Article mis en ligne le 19 juin 2019

2000 hectares de terres agricoles et de forêts bientôt recouverts de panneaux solaires en Lot-et-Garonne, 400 hectares de causses dans l’Hérault... Des citoyens alertent sur les dérives de ces méga-centrales, et appellent à recouvrir en priorité les toits et surfaces déjà artificialisées plutôt que de s’en prendre au vivant. L’utilisation de sites déjà bétonnés comme les parkings ou les entrepôts permettrait déjà de multiplier par cinq la puissance solaire actuelle. Sur le terrain, des habitants et des collectivités multiplient la création de centrales photovoltaïques coopératives. Développer les renouvelables tout en limitant les conflits d’usage, c’est possible !

Dans le sud du Larzac, la colère gronde. 30 000 panneaux photovoltaïques pourraient recouvrir 400 hectares de causses, de maquis, et de prairies arides, soit l’équivalent de 570 stades de foot ! La société française Arkolia Énergies envisage d’implanter cette immense centrale sur un terrain privé, le domaine de Calmels, réservé jusqu’ici à la chasse. « Pour le moment, c’est un lieu hostile à toute écologie, soutient Alain Viala, le maire de la commune du Cros. C’est un secteur de chasse où au moins trois fois par semaine, on tire 2000 cartouches par jour ! »

Ce n’est pas l’avis de Dominique Voillaume, une éleveuse d’ovins. « Ce qui semble à certains un désert de cailloux, représente en réalité une richesse pour le pastoralisme », explique t-elle. Sur les causses, le pâturage constitue en effet l’essentiel de la nourriture des troupeaux. Et façonne un paysage plus ouvert qui favoriserait une plus grande diversité animale et végétale [1]. (...)

__Extrait de données__
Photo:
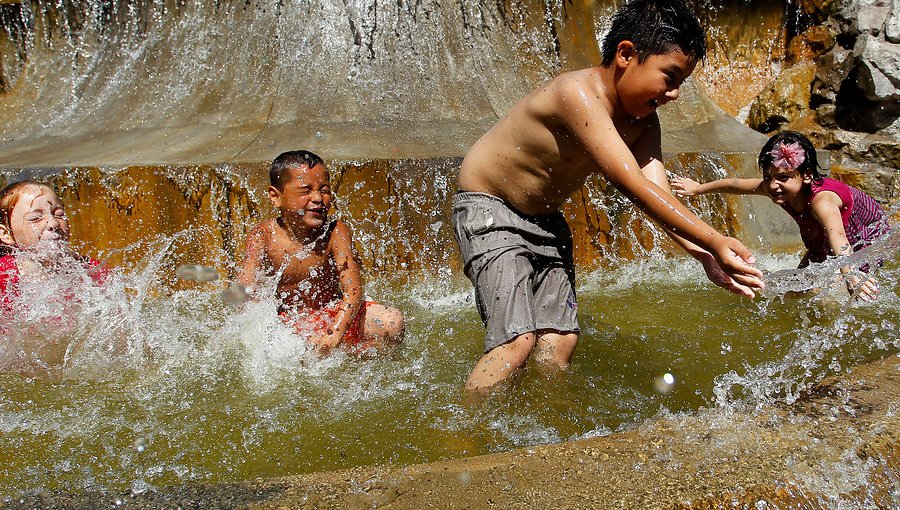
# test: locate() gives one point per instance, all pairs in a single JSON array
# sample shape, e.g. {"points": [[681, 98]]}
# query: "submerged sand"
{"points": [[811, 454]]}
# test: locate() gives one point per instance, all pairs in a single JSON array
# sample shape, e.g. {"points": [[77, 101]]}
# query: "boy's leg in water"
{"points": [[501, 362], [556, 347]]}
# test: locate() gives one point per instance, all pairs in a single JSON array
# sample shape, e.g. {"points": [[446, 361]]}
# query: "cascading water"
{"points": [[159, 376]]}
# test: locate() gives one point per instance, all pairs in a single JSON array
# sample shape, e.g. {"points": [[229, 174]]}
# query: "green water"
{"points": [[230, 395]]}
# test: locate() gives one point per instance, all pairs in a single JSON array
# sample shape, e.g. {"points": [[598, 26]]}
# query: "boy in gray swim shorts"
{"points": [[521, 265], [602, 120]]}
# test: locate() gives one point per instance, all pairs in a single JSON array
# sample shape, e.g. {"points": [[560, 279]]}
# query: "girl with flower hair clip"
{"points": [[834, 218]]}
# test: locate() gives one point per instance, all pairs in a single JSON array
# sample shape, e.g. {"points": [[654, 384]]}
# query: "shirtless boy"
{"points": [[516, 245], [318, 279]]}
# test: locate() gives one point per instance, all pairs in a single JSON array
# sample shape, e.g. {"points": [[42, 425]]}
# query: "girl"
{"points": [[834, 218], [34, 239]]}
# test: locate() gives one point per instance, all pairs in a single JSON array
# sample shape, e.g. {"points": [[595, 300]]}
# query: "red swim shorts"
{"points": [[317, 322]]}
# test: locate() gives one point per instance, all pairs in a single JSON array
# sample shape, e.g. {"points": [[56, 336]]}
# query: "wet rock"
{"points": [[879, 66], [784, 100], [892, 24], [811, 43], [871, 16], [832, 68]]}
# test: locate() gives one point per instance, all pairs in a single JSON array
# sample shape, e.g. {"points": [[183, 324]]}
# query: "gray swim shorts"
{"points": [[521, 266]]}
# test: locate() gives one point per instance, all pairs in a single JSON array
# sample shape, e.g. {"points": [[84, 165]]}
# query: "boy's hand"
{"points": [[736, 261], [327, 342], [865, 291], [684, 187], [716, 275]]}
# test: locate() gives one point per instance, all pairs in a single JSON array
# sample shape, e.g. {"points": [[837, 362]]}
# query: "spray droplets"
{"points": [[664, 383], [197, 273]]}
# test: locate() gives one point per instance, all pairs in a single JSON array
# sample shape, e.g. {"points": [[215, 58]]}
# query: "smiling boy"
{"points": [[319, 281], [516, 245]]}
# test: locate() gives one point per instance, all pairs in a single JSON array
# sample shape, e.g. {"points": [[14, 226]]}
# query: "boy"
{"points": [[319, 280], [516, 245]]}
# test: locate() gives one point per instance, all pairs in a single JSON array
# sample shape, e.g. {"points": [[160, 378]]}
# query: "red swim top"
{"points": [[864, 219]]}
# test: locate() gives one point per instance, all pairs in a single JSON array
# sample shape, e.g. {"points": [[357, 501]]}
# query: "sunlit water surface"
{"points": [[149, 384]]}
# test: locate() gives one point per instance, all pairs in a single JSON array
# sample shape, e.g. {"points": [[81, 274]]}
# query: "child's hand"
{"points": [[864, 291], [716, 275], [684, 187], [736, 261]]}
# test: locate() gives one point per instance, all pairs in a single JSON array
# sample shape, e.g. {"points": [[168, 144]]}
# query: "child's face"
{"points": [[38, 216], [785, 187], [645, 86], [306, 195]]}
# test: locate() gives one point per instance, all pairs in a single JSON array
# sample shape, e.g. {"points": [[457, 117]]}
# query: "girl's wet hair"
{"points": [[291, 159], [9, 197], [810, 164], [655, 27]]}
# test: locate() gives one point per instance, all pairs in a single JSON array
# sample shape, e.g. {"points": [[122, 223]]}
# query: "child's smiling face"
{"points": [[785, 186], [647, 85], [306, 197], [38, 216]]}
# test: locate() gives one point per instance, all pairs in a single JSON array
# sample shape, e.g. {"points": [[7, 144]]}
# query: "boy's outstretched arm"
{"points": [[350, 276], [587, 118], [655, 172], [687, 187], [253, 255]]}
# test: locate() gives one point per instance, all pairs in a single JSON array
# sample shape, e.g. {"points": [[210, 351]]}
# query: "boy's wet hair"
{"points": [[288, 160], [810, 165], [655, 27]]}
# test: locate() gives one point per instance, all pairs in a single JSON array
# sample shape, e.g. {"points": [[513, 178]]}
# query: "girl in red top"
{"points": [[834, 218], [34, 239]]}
...
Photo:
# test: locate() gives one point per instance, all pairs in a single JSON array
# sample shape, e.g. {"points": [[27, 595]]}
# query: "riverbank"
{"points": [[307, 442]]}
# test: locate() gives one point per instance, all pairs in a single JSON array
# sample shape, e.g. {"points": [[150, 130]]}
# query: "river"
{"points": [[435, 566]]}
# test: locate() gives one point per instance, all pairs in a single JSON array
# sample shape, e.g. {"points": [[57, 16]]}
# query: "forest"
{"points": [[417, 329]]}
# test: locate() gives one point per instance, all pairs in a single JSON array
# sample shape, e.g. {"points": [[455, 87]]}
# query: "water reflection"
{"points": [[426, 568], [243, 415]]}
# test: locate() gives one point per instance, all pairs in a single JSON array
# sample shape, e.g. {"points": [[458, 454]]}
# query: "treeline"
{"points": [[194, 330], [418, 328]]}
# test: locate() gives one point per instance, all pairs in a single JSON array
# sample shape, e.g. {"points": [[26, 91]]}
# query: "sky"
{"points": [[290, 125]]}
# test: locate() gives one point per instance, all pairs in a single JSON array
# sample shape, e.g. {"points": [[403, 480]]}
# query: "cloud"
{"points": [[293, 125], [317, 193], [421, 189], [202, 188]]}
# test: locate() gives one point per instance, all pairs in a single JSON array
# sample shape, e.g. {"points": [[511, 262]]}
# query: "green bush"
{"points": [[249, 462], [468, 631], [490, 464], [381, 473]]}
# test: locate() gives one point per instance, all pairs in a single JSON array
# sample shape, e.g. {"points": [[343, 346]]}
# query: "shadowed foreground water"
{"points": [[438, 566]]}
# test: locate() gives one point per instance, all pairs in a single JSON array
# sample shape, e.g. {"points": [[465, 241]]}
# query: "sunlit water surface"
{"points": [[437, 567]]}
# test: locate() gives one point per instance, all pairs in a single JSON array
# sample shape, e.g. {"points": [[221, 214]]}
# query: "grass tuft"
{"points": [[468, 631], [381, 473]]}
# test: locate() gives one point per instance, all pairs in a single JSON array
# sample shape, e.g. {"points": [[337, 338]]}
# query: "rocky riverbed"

__Travail demandé__
Dans le texte sur les centrales solaires, quelle société envisage d'implanter la centrale du sud du Larzac ? Répondez en une phrase, s'il vous plaît. Le matériel ci-dessus n'a aucun rôle ici.

__Résultat__
C'est la société française Arkolia Énergies.